* _EXERCISE_: Please repeat each of the records that follow, exactly as written.

* _Spatial localization data_:
==============================

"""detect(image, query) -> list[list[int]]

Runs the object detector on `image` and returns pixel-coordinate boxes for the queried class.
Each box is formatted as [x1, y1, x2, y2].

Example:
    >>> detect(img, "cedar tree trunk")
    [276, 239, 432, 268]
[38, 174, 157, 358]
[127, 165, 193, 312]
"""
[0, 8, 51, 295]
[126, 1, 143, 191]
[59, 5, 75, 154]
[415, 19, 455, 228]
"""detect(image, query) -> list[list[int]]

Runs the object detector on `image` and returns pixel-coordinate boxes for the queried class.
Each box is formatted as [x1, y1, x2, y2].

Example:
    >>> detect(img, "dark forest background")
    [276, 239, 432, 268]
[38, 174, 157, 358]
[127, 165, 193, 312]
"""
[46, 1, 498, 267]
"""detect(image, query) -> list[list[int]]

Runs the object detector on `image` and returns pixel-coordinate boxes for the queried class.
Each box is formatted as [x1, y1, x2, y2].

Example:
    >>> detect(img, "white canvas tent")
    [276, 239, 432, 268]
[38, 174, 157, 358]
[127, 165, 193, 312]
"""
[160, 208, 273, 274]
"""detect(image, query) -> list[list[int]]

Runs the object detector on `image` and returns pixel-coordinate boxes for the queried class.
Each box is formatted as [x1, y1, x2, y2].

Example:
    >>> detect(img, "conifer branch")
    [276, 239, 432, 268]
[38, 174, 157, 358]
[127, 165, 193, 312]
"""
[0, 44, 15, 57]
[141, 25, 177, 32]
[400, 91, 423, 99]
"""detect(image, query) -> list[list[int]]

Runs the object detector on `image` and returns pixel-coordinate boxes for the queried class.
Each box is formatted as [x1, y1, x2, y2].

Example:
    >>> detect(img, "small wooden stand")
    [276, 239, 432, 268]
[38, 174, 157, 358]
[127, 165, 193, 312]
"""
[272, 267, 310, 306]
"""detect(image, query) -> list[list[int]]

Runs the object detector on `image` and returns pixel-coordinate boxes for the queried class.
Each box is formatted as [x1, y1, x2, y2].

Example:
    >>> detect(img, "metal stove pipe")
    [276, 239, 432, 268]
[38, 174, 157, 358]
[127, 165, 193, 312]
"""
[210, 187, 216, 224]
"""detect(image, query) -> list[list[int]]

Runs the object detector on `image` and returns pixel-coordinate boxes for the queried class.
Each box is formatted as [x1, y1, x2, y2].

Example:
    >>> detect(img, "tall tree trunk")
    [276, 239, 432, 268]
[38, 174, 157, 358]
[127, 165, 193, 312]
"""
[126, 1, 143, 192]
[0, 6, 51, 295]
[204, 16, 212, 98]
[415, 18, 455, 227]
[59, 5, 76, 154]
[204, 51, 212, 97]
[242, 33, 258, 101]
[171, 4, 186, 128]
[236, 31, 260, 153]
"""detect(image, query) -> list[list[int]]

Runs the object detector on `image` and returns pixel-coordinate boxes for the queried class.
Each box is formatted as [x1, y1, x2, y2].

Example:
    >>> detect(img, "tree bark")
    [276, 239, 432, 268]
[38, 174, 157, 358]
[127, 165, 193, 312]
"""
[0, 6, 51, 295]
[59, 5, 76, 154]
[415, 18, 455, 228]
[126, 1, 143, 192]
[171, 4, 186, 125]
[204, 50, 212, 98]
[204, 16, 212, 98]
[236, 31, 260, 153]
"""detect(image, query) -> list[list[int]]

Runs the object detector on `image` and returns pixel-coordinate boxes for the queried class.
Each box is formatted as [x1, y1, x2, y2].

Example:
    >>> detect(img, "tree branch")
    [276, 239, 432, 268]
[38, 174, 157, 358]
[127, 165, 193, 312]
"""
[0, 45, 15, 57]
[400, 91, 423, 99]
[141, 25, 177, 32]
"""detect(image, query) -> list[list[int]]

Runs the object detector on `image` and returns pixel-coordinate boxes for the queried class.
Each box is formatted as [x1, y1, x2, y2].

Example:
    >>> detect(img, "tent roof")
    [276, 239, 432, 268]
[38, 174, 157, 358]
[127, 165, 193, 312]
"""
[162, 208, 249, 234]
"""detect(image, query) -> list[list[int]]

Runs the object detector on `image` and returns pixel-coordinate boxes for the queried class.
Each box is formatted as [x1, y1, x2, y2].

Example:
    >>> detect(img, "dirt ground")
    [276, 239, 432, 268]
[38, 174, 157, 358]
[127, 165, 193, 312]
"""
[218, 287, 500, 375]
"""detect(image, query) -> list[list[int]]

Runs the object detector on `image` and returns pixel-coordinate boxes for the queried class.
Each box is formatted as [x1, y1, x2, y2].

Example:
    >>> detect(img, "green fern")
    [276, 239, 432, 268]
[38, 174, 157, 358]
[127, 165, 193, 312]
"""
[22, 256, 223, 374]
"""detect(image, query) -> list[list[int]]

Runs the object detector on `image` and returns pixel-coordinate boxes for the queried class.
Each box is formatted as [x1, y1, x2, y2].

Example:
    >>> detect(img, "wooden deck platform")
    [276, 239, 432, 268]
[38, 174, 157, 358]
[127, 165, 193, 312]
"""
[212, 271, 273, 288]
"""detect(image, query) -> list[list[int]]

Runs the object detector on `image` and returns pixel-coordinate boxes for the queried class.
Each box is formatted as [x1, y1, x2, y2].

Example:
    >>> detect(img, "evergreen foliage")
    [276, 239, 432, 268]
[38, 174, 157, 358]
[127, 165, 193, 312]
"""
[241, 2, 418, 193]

==============================

* _REPLY_:
"""detect(image, query) -> list[list[int]]

Runs the object detector on `image` and returns pixel-coordinate boxes for the queried class.
Each box is formatted as [x1, y1, x2, y2].

Example:
    >>> detect(img, "cedar tree trunk")
    [276, 239, 432, 268]
[38, 174, 157, 358]
[127, 165, 193, 312]
"""
[0, 8, 51, 295]
[126, 1, 143, 191]
[59, 5, 75, 154]
[415, 19, 455, 228]
"""detect(image, query) -> list[list[int]]

Runs the object detector on `image` and returns pixel-coordinate boxes for the queried class.
Each box is formatted as [x1, y1, x2, y2].

Example:
    >>> detect(img, "dark forest background")
    [276, 239, 432, 268]
[38, 174, 157, 358]
[127, 165, 193, 312]
"""
[46, 1, 498, 267]
"""detect(image, query) -> list[list[int]]

Runs the object detector on `image` and returns pixel-coordinate boxes for the queried class.
Each box is formatted as [x1, y1, x2, y2].

Example:
    >>> detect(img, "white canvas tent")
    [276, 239, 432, 268]
[38, 174, 157, 358]
[127, 165, 193, 312]
"""
[160, 208, 273, 274]
"""detect(image, query) -> list[list[int]]

Runs the object detector on `image` and returns pixel-coordinate boxes for the queried class.
Each box is formatted as [x1, y1, x2, y2].

Example:
    >>> detect(img, "conifer branch")
    [276, 239, 432, 268]
[38, 174, 157, 358]
[127, 165, 193, 312]
"""
[0, 44, 15, 57]
[141, 25, 177, 32]
[400, 91, 423, 99]
"""detect(image, query) -> list[list[int]]

Runs the object detector on `image` and returns pixel-coordinate boxes for the queried class.
Each box is formatted as [x1, y1, x2, y2].

Example:
    >>> detect(img, "small wooden stand")
    [276, 239, 432, 268]
[38, 174, 157, 358]
[127, 165, 193, 312]
"""
[272, 267, 310, 306]
"""detect(image, query) -> list[list[int]]

Runs the object detector on `image` and returns pixel-coordinate boxes for the queried class.
Each box is formatted as [x1, y1, x2, y2].

Example:
    >>> detect(img, "metal stove pipe")
    [276, 239, 432, 268]
[38, 174, 157, 358]
[127, 165, 193, 312]
"""
[210, 187, 216, 224]
"""detect(image, query) -> list[list[int]]

Runs the object detector on `image` and returns pixel-coordinate boxes for the queried class.
Each box is formatted as [x1, y1, x2, y2].

Example:
    >>> detect(img, "tall tree trunk")
    [276, 239, 432, 268]
[38, 174, 157, 358]
[127, 165, 193, 312]
"""
[126, 1, 143, 192]
[0, 6, 51, 295]
[204, 16, 212, 98]
[415, 18, 455, 227]
[59, 5, 76, 154]
[204, 51, 212, 97]
[242, 33, 258, 101]
[171, 4, 186, 128]
[236, 31, 260, 153]
"""detect(image, query) -> list[list[int]]

Runs the object detector on `image` and returns pixel-coordinate boxes for the queried class.
Each box is formatted as [x1, y1, x2, y2].

Example:
    >>> detect(img, "tree bark")
    [276, 239, 432, 268]
[38, 174, 157, 358]
[127, 165, 193, 312]
"""
[0, 6, 51, 295]
[59, 5, 76, 154]
[415, 18, 455, 228]
[126, 1, 143, 192]
[171, 4, 186, 125]
[204, 50, 212, 98]
[204, 16, 212, 98]
[236, 31, 260, 153]
"""detect(image, query) -> list[list[int]]

Runs the object detector on `image` and returns pixel-coordinate boxes for the queried class.
Each box is formatted as [x1, y1, x2, y2].

Example:
    >>> detect(img, "tree branch")
    [276, 239, 432, 268]
[38, 174, 157, 358]
[127, 165, 193, 312]
"""
[0, 45, 15, 57]
[400, 91, 423, 99]
[141, 25, 177, 32]
"""detect(image, query) -> list[list[int]]

Runs the object detector on `image` and returns pixel-coordinate boxes for the queried class.
Each box is formatted as [x1, y1, x2, y2].

Example:
    >>> detect(img, "tent roof")
    [276, 239, 432, 268]
[38, 174, 157, 358]
[127, 165, 193, 312]
"""
[162, 208, 249, 234]
"""detect(image, query) -> list[list[int]]

Runs the object detector on `image` and returns pixel-coordinate boxes for the queried class.
Each box is formatted as [x1, y1, x2, y2].

Example:
    >>> detect(img, "dirt ground")
    [276, 239, 432, 268]
[38, 174, 157, 358]
[127, 165, 193, 312]
"""
[218, 287, 500, 375]
"""detect(image, query) -> list[list[int]]

Runs the object detector on `image` and returns pixel-coordinate boxes for the queried class.
Each box is formatted as [x1, y1, x2, y2].

Example:
    >>> detect(img, "green fern")
    [276, 239, 432, 268]
[38, 174, 157, 358]
[127, 165, 193, 312]
"""
[22, 256, 223, 374]
"""detect(image, query) -> list[list[int]]

Runs the object detector on `image` and returns pixel-coordinate boxes for the queried class.
Each box is formatted as [x1, y1, x2, y2].

Example:
    >>> detect(img, "wooden deck platform")
    [276, 239, 432, 268]
[38, 174, 157, 358]
[127, 165, 193, 312]
"""
[212, 271, 273, 288]
"""detect(image, query) -> list[list[int]]

Runs the object detector on `image` and returns pixel-coordinate boxes for the queried class.
Each box is formatted as [x1, y1, x2, y2].

Example:
    >>> detect(img, "evergreen foliage")
    [276, 239, 432, 268]
[38, 174, 157, 358]
[127, 165, 193, 312]
"""
[241, 2, 418, 193]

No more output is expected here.